Could you put all of the material below into a numbered list, one line per item, with blank lines left out?

Data supplied:
--- Begin ---

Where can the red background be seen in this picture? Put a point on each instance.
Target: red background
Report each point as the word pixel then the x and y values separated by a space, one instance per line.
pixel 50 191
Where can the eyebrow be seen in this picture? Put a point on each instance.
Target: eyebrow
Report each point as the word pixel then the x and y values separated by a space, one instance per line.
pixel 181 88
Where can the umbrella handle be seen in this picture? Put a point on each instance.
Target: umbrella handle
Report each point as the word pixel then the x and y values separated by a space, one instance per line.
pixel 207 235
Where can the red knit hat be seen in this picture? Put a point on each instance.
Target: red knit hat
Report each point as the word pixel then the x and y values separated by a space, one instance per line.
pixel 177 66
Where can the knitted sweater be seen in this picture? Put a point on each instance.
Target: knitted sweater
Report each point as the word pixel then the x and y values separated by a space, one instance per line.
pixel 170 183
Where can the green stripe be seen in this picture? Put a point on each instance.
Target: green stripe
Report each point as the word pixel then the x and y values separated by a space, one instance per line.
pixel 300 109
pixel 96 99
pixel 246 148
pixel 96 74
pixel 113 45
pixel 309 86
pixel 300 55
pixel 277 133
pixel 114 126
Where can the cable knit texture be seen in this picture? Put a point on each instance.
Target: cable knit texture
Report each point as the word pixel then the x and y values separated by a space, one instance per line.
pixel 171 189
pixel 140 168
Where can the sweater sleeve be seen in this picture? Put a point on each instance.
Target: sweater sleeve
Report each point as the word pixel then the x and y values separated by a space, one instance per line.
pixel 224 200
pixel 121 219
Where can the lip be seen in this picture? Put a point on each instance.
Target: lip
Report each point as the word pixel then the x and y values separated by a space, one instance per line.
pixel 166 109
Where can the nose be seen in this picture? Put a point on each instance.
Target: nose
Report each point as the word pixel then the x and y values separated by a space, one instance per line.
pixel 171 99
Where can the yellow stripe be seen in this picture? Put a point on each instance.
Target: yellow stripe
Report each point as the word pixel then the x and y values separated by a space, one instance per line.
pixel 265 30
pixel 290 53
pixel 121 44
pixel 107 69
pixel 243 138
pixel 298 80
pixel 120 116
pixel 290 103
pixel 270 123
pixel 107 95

--- End ---

Finished exercise:
1. Where can the red background be seen in this picture? Put a point on each instance.
2. Target: red background
3. Report each point as the word pixel then the x and y values separated by a space, one instance per line.
4. pixel 50 191
5. Where can the eyebrow be seen in this picture? Put a point on each instance.
6. Target: eyebrow
7. Report each point as the word pixel then the x and y values separated by a space, one instance per line.
8. pixel 181 88
9. Where can the umbrella handle be seen in this picture? Put a point on each instance.
10. Target: umbrella handle
11. Report each point as the word pixel then the x and y values separated by a space, one instance per line.
12. pixel 207 235
13. Where can the red knit hat be seen in this picture? Put a point on each instance.
14. Target: red knit hat
15. Report each point as the word pixel then the x and y values separated by a space, one instance per line.
16. pixel 177 66
17. Where can the knitted sweater be seen in this picture? Put a point on each instance.
18. Target: knitted sweater
19. Report each point as the word pixel then the x and y values separated by a space, one instance per line.
20. pixel 170 183
21. Where can the green stripe be seen in this picture? Put a point on each instance.
22. Target: green stripe
23. Report each point as the word pixel then the x and y values separated by a space, one instance per line.
24. pixel 300 109
25. pixel 96 99
26. pixel 246 148
27. pixel 96 74
28. pixel 113 45
29. pixel 309 86
30. pixel 300 55
31. pixel 277 133
32. pixel 114 126
33. Where can the cable knit texture be seen in this picture? Put a point on each instance.
34. Target: cable knit texture
35. Report each point as the word pixel then the x and y values separated by a space, one instance per line.
36. pixel 171 189
37. pixel 140 168
38. Where can the sweater sleeve be seen in this picture? Put a point on each instance.
39. Target: sweater sleeve
40. Report each point as the word pixel then the x and y values separated by a space, one instance per line.
41. pixel 224 200
42. pixel 121 219
43. Where can the lip be seen in this picture? Put a point on each instance.
44. Target: lip
45. Report each point as the word pixel then the x and y values separated by a space, one instance per line.
46. pixel 166 109
47. Where can the nose be seen in this picture? Put a point on each instance.
48. Target: nose
49. Report each point as the word pixel then the x and y values separated by a space, one instance per line.
50. pixel 171 99
51. Where can the yellow stripe be seen in this picture? Put a point on each instance.
52. Target: yellow stripe
53. Report each point as the word pixel then the x and y values separated by a space, one instance per line.
54. pixel 265 30
55. pixel 290 53
56. pixel 121 44
57. pixel 107 69
58. pixel 243 138
59. pixel 298 80
60. pixel 120 116
61. pixel 290 103
62. pixel 270 123
63. pixel 107 95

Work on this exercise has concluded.